# STATED GOAL:
Convert the material below into a numbered list with one line per item, leaving out blank lines.

# ITEMS:
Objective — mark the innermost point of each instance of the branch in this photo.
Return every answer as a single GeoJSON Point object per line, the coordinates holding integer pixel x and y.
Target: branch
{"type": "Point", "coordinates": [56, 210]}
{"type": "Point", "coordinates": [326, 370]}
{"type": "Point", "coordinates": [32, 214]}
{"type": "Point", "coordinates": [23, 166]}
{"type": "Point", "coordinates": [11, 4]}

# FULL OUTPUT:
1. Objective — mark the innermost point of each instance of the branch in this photo.
2. Return every answer as a single GeoJSON Point object per line, the coordinates holding integer pixel x and y.
3. Target: branch
4. {"type": "Point", "coordinates": [56, 210]}
5. {"type": "Point", "coordinates": [326, 370]}
6. {"type": "Point", "coordinates": [32, 214]}
7. {"type": "Point", "coordinates": [23, 166]}
8. {"type": "Point", "coordinates": [11, 4]}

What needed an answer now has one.